- **Goal**:
Copy each entry as it stands, leaving nothing out.

- **Given records**:
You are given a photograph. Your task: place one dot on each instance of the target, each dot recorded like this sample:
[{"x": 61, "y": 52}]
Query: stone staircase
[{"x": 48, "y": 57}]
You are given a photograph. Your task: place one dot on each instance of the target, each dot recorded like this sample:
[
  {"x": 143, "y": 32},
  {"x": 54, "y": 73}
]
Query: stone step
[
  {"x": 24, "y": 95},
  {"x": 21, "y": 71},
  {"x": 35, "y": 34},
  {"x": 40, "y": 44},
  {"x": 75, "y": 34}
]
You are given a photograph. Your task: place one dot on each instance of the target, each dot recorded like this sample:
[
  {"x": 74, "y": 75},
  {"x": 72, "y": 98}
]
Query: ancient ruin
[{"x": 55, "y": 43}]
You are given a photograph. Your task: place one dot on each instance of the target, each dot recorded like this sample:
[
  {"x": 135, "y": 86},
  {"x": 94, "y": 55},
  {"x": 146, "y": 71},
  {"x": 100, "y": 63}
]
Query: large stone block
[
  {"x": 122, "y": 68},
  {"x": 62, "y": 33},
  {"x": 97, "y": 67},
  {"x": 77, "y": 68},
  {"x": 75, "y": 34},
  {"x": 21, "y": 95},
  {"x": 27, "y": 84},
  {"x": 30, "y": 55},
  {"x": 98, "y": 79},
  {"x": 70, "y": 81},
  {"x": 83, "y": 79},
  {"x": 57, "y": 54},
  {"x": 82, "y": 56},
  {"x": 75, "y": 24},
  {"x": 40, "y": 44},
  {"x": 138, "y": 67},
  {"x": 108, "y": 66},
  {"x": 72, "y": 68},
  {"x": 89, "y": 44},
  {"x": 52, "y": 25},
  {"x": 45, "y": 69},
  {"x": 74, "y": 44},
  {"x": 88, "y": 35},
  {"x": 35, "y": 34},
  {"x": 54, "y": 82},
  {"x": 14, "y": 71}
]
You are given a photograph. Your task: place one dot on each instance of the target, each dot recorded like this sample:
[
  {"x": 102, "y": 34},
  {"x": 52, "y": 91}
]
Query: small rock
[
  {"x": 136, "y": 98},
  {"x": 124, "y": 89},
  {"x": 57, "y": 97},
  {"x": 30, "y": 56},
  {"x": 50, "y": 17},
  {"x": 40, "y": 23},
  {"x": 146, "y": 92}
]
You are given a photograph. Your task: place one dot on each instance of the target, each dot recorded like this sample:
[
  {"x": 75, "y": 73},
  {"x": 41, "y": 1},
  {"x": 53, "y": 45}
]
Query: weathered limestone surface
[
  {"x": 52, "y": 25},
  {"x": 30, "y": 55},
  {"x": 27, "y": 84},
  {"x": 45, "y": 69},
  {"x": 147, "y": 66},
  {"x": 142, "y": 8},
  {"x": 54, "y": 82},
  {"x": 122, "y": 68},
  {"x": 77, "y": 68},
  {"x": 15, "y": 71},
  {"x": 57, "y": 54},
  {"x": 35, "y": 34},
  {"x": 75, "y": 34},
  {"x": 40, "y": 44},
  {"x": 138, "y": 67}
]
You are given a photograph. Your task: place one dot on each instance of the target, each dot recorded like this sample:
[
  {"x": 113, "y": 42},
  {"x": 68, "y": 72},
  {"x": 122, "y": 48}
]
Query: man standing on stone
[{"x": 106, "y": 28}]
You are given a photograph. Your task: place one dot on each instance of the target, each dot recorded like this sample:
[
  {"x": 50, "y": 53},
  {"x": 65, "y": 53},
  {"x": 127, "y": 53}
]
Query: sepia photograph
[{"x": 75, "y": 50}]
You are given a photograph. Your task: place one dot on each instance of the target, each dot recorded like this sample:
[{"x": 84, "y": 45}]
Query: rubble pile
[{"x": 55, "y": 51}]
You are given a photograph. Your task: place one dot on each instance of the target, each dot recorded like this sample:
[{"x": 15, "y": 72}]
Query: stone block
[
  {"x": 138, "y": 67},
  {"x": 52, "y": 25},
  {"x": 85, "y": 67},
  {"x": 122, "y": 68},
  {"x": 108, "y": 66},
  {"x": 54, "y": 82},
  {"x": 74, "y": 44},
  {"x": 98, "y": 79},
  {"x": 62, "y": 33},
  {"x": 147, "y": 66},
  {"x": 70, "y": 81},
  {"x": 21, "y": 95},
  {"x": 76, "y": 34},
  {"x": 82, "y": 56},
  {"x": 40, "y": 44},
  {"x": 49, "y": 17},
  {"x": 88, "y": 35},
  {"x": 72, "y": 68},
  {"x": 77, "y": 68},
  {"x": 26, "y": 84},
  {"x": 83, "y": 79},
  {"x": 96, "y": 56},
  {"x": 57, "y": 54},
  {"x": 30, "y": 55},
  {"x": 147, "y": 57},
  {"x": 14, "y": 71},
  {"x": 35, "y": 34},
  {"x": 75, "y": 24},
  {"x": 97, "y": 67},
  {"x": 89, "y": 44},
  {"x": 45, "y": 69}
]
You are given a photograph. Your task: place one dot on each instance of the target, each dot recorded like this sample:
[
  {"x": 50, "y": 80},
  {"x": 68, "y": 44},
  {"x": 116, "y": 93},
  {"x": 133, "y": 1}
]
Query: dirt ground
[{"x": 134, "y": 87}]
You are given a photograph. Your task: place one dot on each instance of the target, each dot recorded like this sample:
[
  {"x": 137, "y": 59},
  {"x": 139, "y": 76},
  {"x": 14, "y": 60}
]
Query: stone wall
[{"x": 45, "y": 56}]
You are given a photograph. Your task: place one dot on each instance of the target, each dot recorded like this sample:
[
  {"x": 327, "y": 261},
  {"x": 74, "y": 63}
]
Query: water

- **Exercise answer**:
You are given a photograph. Your task: place one dot on each instance of the target, each dot recorded like this sample:
[{"x": 61, "y": 52}]
Query: stone staircase
[{"x": 48, "y": 57}]
You are given a photograph. Your task: place one dot on each instance of the target, each dot recorded like this sample:
[
  {"x": 143, "y": 32},
  {"x": 54, "y": 73}
]
Query: stone step
[
  {"x": 24, "y": 95},
  {"x": 21, "y": 71},
  {"x": 35, "y": 34},
  {"x": 40, "y": 44},
  {"x": 75, "y": 34}
]
You are given a photograph. Your task: place one dot on each instance of the target, each dot recorded like this sample:
[
  {"x": 74, "y": 75},
  {"x": 72, "y": 98}
]
Query: ancient ruin
[{"x": 55, "y": 43}]
You are given a photograph. Your task: place one dot on each instance of the target, each dot recorded like this sample:
[
  {"x": 135, "y": 86},
  {"x": 94, "y": 55},
  {"x": 146, "y": 71},
  {"x": 100, "y": 63}
]
Query: large stone block
[
  {"x": 122, "y": 68},
  {"x": 62, "y": 33},
  {"x": 97, "y": 67},
  {"x": 77, "y": 68},
  {"x": 75, "y": 34},
  {"x": 21, "y": 95},
  {"x": 27, "y": 84},
  {"x": 30, "y": 55},
  {"x": 98, "y": 79},
  {"x": 70, "y": 81},
  {"x": 83, "y": 79},
  {"x": 57, "y": 54},
  {"x": 82, "y": 56},
  {"x": 75, "y": 24},
  {"x": 40, "y": 44},
  {"x": 138, "y": 67},
  {"x": 108, "y": 66},
  {"x": 72, "y": 68},
  {"x": 89, "y": 44},
  {"x": 52, "y": 25},
  {"x": 45, "y": 69},
  {"x": 74, "y": 44},
  {"x": 88, "y": 35},
  {"x": 35, "y": 34},
  {"x": 54, "y": 82},
  {"x": 14, "y": 71}
]
You are given a photograph. Your task: place one dot on each instance of the target, each dot recorded like this sample:
[
  {"x": 102, "y": 34},
  {"x": 52, "y": 91}
]
Query: small rock
[
  {"x": 136, "y": 98},
  {"x": 124, "y": 89},
  {"x": 57, "y": 97},
  {"x": 30, "y": 56},
  {"x": 50, "y": 17},
  {"x": 40, "y": 23},
  {"x": 146, "y": 92}
]
You are given a photograph. Your task: place one dot on each instance of the target, each dot recorded like this sample:
[
  {"x": 75, "y": 73},
  {"x": 41, "y": 1},
  {"x": 53, "y": 45}
]
Query: weathered limestone surface
[
  {"x": 52, "y": 25},
  {"x": 30, "y": 55},
  {"x": 27, "y": 84},
  {"x": 45, "y": 69},
  {"x": 147, "y": 66},
  {"x": 142, "y": 8},
  {"x": 54, "y": 82},
  {"x": 122, "y": 68},
  {"x": 77, "y": 68},
  {"x": 15, "y": 71},
  {"x": 57, "y": 54},
  {"x": 35, "y": 34},
  {"x": 75, "y": 34},
  {"x": 40, "y": 44},
  {"x": 138, "y": 67}
]
You are given a photograph. Your task: place one dot on each instance of the target, each dot recorded like this sample:
[
  {"x": 113, "y": 42},
  {"x": 68, "y": 72},
  {"x": 122, "y": 48}
]
Query: man standing on stone
[{"x": 106, "y": 28}]
You are given a photograph. Your task: place one dot on each instance of the target, each dot recorded like this sample:
[
  {"x": 50, "y": 53},
  {"x": 65, "y": 53},
  {"x": 127, "y": 53}
]
Query: sepia photograph
[{"x": 75, "y": 50}]
You are given a photograph. Your task: place one dot on each instance of the target, each dot recorded like this sample:
[{"x": 84, "y": 45}]
Query: rubble pile
[{"x": 55, "y": 51}]
You are given a photograph. Your task: place one dot on each instance of the target, each dot recorded like this sample:
[{"x": 15, "y": 72}]
Query: stone block
[
  {"x": 138, "y": 67},
  {"x": 52, "y": 25},
  {"x": 85, "y": 67},
  {"x": 122, "y": 68},
  {"x": 108, "y": 66},
  {"x": 54, "y": 82},
  {"x": 74, "y": 44},
  {"x": 98, "y": 79},
  {"x": 62, "y": 33},
  {"x": 147, "y": 66},
  {"x": 70, "y": 81},
  {"x": 21, "y": 95},
  {"x": 76, "y": 34},
  {"x": 82, "y": 56},
  {"x": 40, "y": 44},
  {"x": 49, "y": 17},
  {"x": 88, "y": 35},
  {"x": 72, "y": 68},
  {"x": 77, "y": 68},
  {"x": 26, "y": 84},
  {"x": 83, "y": 79},
  {"x": 96, "y": 56},
  {"x": 57, "y": 54},
  {"x": 30, "y": 55},
  {"x": 147, "y": 57},
  {"x": 14, "y": 71},
  {"x": 35, "y": 34},
  {"x": 75, "y": 24},
  {"x": 97, "y": 67},
  {"x": 89, "y": 44},
  {"x": 45, "y": 69}
]
You are given a photograph. Your task: place one dot on each instance of the target, each dot recorded like this sample:
[
  {"x": 50, "y": 80},
  {"x": 68, "y": 44},
  {"x": 116, "y": 93},
  {"x": 133, "y": 1}
]
Query: dirt ground
[{"x": 134, "y": 87}]
You are given a photograph. Your task: place one dot on each instance of the target, each dot recorded like this sample:
[
  {"x": 137, "y": 59},
  {"x": 139, "y": 76},
  {"x": 14, "y": 60}
]
Query: stone wall
[{"x": 45, "y": 56}]
You are given a photograph. Your task: place one dot on each instance of the target, each dot recorded like this sample:
[
  {"x": 327, "y": 261},
  {"x": 74, "y": 63}
]
Query: water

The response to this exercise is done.